_Text_
+++

Geschenktipps zu Weihnachten

Eckhart Hellmuth, München


Joel Mokyr, The Enlightened Economy. An Economic History of Britain 1700-1850 (Yale University Press 2009)

Die Frage nach den Ursachen der industriellen Revolution ist alt. Die Antwort, die Joel Mokyr gibt, ist neu. Für ihn sind es vor allem Wandlungsprozesse im Geisteshaushalt der Gesellschaft, die Großbritannien als erstes europäisches Land in das industrielle Zeitalter katapultierten. Im Zeitalter der Aufklärung, so Mokyr, wurde eine neue Wissenskultur kreiert, die den wirtschaftlichen Aufschwung während des langen 18. Jahrhunderts möglich machte. Mokyr verfolgt in seinem Werk nun aber keineswegs einen monokausalen Erklärungsansatz, vielmehr verzahnt er auf eindrucksvolle Weise Wirtschafts-, Sozial-, Politik- und Geistesgeschichte.

Celina Fox, The Arts of Industry in the Age of Enlightenment (Yale University Press 2009)

Dies ist ein wunderbares, mit reichhaltigem visuellem Material ausgestattetes Buch über die Techniken und Praktiken derjenigen, die die Proto-Industrialisierung und Industrialisierung vorantrieben. U.a. geht es um technische Zeichnungen und Modelle des 18. Jahrhunderts, mit denen artisans und mechanics ihre Innovationen dokumentierten. Aber dieses opulente Werk bietet noch mehr: Es zeigt, wie sich die technologische Elite des Aufklärungszeitalters portraitieren ließ und wie die neue industrielle Welt zum Thema der Landschaftsmalerei wurde.

Adam Sisman, Hugh Trevor-Roper. The Biography (Weidenfeld und Nicolson 2010)

Der 2003 verstorbene englische Historiker Hugh Trevor-Roper ist der deutschen Öffentlichkeit vor allem in Erinnerung geblieben, weil er 1983 in fahrlässiger Weise die von Konrad Kujau gefälschten und vom Stern aufgekauften Hitler-Tagebücher für echt erklärte. Dieser für Trevor-Roper höchst peinliche Auftritt wird in Adam Sismans Biographie keineswegs übergangen, im Gegenteil: sie wird mitsamt ihres Hintergrundes eingehend dargestellt. Aber das Porträt, das Sisman von Trevor-Roper zeichnet, macht zugleich sinnfällig, dass diese Episode eher eine Marginalie im Leben dieses einflussreichen und höchst ambitionierten Historikers war, der eine wichtige Rolle in Politik und Gesellschaft spielte. Sisman versteht es, Trevor-Roper als orignellen Historiographen insbesondere der Frühmoderne zu präsentieren. Was an diesem Buch aber vor allem fasziniert, sind Sismans Schilderungen des akademischen Milieus in Oxford und Cambridge in der zweiten Hälfte des 20. Jahrhunderts, -Schilderungen, die nicht frei von komischen Zügen sind. Mehr noch: In Teilen weitet sich die Biographie zu einem höchst interessanten Panorama der englischen Oberschicht der Nachkriegszeit.

David Coke, Alan Borg, Vauxhall Gardens. A History (Yale University Press 2011)

+++

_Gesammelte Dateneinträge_
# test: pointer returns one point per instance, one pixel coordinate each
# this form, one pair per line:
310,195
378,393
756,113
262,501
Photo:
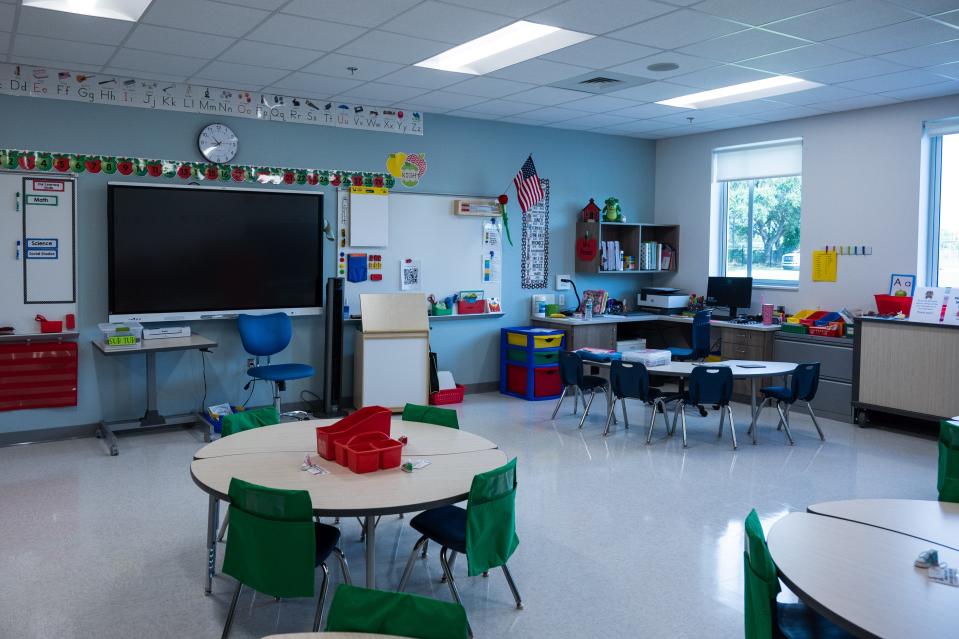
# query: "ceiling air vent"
592,83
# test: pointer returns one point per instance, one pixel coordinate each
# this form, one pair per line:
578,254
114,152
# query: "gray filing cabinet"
835,354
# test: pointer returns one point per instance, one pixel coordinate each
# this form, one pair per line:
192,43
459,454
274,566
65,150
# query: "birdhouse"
591,212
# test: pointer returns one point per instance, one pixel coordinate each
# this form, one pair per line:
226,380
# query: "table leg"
212,522
370,525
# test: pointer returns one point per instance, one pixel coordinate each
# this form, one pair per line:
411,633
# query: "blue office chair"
708,385
265,336
700,340
803,387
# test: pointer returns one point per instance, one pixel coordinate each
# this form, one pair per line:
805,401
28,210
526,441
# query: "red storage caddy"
369,419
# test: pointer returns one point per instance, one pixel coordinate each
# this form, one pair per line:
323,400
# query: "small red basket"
448,396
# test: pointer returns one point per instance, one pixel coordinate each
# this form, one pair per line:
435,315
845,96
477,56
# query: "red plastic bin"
546,381
448,396
368,419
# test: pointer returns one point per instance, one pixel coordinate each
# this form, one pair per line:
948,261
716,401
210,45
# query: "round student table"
741,368
936,522
862,578
455,456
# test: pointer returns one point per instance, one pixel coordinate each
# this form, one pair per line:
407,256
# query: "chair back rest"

+++

_Aufgaben_
a) Entnimm den Geschenktipps wörtlich die Passage von „Die Frage nach“ bis einschließlich „Enlightenment (Yale University Press 2009)“.
b) Fasse die Geschenktipps in drei Sätzen zusammen.

_Lösungen_
a)
Die Frage nach den Ursachen der industriellen Revolution ist alt. Die Antwort, die Joel Mokyr gibt, ist neu. Für ihn sind es vor allem Wandlungsprozesse im Geisteshaushalt der Gesellschaft, die Großbritannien als erstes europäisches Land in das industrielle Zeitalter katapultierten. Im Zeitalter der Aufklärung, so Mokyr, wurde eine neue Wissenskultur kreiert, die den wirtschaftlichen Aufschwung während des langen 18. Jahrhunderts möglich machte. Mokyr verfolgt in seinem Werk nun aber keineswegs einen monokausalen Erklärungsansatz, vielmehr verzahnt er auf eindrucksvolle Weise Wirtschafts-, Sozial-, Politik- und Geistesgeschichte.

Celina Fox, The Arts of Industry in the Age of Enlightenment (Yale University Press 2009)

b) Eckhart Hellmuth empfiehlt Joel Mokyrs „The Enlightened Economy“, das den Weg Großbritanniens in das industrielle Zeitalter vor allem auf eine in der Aufklärung entstandene neue Wissenskultur zurückführt und dabei Wirtschafts-, Sozial-, Politik- und Geistesgeschichte verzahnt. Celina Fox' „The Arts of Industry in the Age of Enlightenment“ ist ein reich bebildertes Buch über die Techniken und Praktiken der Proto-Industrialisierung und Industrialisierung, etwa technische Zeichnungen und Modelle des 18. Jahrhunderts. Adam Sismans Biographie Hugh Trevor-Ropers stellt dessen Echterklärung der gefälschten Hitler-Tagebücher eingehend dar, zeigt sie aber als Marginalie in seinem Leben und fasziniert vor allem durch Schilderungen des akademischen Milieus in Oxford und Cambridge.